What you return must be an exact copy of the lines in the listing below between the line holding "Place a point on every instance of the hazy" and the line holding "Place a point on every instance of the gradient", inclusive, and nothing more.
DATA FOR THIS EXERCISE START
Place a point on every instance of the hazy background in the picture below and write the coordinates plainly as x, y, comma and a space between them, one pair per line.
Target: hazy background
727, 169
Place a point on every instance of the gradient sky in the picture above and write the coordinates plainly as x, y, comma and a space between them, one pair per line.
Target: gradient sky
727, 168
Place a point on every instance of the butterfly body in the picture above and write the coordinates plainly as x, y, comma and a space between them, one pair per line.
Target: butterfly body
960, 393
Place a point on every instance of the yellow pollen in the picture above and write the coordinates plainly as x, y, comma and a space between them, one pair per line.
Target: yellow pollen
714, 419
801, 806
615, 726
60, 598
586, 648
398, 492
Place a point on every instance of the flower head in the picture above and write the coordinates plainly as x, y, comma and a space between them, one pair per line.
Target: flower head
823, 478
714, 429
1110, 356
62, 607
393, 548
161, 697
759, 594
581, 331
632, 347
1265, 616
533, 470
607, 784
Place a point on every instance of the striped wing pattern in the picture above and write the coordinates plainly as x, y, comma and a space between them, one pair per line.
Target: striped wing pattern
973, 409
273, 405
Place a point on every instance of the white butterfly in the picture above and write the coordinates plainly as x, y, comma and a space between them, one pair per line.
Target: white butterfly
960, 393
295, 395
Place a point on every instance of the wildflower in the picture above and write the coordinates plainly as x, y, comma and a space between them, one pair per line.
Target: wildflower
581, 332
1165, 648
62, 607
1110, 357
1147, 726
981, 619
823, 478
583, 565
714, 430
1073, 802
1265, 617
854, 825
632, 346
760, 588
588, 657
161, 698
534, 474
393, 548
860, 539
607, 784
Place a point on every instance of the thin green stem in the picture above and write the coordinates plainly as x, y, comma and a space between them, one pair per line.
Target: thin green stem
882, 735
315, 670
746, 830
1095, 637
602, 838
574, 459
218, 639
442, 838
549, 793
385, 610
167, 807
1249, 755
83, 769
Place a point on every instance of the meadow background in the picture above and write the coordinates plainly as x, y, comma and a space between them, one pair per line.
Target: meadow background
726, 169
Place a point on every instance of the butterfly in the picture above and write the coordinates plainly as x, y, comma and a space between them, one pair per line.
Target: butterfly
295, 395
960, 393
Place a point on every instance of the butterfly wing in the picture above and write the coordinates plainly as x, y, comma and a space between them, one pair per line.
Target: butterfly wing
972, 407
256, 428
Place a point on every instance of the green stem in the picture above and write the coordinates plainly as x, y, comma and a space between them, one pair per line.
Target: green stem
DATA FOR THIS EXERCISE END
DATA FOR THIS EXERCISE START
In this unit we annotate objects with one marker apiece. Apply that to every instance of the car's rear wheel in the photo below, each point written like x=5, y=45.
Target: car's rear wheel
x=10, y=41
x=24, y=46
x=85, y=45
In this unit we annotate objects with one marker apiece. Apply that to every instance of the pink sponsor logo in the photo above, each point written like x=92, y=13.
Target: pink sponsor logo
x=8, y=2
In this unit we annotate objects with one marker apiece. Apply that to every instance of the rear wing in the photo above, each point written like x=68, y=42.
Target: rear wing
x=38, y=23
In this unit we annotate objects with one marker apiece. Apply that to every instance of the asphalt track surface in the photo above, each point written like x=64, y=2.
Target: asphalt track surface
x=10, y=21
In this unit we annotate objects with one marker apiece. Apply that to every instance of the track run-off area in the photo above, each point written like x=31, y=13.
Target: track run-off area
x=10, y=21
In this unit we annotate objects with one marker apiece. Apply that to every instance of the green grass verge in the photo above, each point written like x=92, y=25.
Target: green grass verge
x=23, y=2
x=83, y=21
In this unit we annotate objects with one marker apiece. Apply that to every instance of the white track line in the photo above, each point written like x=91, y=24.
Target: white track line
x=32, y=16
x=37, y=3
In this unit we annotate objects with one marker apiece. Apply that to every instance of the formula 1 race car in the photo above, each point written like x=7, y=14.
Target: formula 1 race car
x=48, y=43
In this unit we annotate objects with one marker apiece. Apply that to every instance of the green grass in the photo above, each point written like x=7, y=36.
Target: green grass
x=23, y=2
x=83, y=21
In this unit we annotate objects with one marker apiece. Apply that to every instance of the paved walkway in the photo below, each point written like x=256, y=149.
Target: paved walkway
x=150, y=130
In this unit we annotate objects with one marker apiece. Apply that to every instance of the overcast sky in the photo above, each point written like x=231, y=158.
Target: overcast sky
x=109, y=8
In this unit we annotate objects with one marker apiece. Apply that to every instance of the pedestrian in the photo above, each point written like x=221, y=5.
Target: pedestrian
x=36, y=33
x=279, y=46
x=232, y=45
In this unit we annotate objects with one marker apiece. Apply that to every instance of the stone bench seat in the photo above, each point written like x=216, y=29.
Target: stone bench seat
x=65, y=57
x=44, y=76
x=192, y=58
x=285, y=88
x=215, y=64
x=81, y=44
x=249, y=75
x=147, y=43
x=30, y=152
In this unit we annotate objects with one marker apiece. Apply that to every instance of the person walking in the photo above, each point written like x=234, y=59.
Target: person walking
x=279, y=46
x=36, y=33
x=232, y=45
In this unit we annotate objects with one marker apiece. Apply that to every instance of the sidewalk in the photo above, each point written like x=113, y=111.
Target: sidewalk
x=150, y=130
DATA FOR THIS EXERCISE END
• **TASK RESPONSE**
Place a point on every instance of the hazy background in the picture below and write the coordinates plainly as x, y, comma and a space between them, one pair per line.
Target: hazy background
727, 169
Place a point on every instance of the gradient sky in the picture above and write the coordinates plainly as x, y, comma and a space between them, one pair per line.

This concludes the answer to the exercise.